> **Selection**:
National Trails Day – More than just a day

National Trails Day was this past Saturday.

For active outdoors people, a day put aside to reflect on trails is probably not needed.

We are outdoors whenever we have a chance.  A “trails day” takes up the bulk of our free time.

Some cynics would say it is a made up day to drum up commerce for outdoor retail companies.

Maybe.

Being on my electronic leash this past weekend, I could not perform trail work as I like to do on this day.

But it does mean I could do something locally.

I went to the local open space.  And I enjoyed the views from the plains, to the foothills, to the continental divide.

Rangers were giving talks, people were walking and biking along the trails, and some hotdogs and hamburgers were enjoyed.

All while outside on the sunny June day.

People love the outdoors.  It is just on different terms than how some of us think.

A book I recently read brought up this point: The urban and suburban spaces (local parks, trails, and similar even in our National Parks) are what people seem to prefer overwhelmingly.

> **Entries shown**:
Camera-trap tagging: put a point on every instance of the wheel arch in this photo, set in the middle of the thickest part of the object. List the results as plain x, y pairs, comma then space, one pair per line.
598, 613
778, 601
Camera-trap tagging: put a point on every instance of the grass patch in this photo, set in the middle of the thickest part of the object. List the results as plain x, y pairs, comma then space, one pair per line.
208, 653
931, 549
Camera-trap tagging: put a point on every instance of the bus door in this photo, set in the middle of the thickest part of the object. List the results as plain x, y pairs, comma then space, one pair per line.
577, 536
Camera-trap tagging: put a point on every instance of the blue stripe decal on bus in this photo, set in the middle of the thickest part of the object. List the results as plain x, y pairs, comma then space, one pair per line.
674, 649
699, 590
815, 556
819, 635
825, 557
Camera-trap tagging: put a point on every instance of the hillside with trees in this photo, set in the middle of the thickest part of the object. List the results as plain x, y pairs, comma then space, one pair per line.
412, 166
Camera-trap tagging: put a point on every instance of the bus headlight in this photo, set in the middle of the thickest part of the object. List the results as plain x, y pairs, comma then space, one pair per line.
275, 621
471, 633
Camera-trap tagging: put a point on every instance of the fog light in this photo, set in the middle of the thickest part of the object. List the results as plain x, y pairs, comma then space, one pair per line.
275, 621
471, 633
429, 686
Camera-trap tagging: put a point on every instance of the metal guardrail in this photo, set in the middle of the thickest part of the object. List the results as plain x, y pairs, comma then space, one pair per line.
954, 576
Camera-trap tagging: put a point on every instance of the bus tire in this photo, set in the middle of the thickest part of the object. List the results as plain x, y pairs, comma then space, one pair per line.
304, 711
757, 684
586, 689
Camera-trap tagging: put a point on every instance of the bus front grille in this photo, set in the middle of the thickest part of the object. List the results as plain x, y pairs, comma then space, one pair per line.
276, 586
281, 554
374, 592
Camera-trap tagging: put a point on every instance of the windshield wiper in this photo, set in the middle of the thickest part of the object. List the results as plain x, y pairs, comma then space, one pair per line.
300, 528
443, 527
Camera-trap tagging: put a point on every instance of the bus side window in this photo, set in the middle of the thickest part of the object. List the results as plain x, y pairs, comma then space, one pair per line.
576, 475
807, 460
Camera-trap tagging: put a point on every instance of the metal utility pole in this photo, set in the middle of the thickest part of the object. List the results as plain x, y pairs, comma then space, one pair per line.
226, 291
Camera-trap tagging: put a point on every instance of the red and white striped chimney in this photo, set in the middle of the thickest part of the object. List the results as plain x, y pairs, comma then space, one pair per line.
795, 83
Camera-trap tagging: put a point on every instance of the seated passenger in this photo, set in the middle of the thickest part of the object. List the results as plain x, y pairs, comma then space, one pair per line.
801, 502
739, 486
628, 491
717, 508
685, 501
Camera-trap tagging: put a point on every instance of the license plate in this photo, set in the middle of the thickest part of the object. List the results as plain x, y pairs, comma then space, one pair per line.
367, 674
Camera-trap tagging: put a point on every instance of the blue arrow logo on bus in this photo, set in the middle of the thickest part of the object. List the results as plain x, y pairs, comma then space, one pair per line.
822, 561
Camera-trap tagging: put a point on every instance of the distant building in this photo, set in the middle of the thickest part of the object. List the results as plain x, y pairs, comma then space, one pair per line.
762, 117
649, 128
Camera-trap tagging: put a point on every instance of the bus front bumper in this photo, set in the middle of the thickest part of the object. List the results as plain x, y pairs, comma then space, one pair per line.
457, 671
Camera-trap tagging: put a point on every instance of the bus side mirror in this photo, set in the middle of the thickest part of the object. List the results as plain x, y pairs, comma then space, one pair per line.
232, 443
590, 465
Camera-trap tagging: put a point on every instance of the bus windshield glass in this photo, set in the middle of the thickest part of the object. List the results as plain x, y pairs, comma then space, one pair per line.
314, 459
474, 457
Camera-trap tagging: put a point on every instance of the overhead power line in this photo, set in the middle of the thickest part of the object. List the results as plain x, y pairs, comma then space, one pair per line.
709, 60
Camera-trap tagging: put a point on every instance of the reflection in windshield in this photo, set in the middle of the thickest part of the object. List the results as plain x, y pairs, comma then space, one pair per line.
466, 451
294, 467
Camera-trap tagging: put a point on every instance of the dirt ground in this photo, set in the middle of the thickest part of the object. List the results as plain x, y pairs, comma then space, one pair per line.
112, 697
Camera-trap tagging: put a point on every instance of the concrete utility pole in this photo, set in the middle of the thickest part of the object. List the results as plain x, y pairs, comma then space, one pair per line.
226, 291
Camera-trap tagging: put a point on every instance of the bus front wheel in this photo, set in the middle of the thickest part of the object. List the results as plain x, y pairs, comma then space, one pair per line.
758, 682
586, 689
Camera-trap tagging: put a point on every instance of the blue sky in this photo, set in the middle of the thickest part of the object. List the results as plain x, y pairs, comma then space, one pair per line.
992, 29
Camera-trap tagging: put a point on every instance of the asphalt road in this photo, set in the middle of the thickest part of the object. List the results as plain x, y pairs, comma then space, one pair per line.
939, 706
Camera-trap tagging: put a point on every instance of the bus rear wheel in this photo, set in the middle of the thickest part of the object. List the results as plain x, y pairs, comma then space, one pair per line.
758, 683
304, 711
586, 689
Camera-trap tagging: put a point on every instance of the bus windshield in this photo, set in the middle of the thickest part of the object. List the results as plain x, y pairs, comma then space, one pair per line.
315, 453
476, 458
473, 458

> **Instructions to follow**: Turn the paragraph of the National Trails Day post that begins "Rangers were giving talks" into a brief list that keeps its main facts. The records have no connection to the National Trails Day post.

> **In response**:
- Rangers gave talks.
- People walked and biked along the trails.
- Some hotdogs and hamburgers were enjoyed.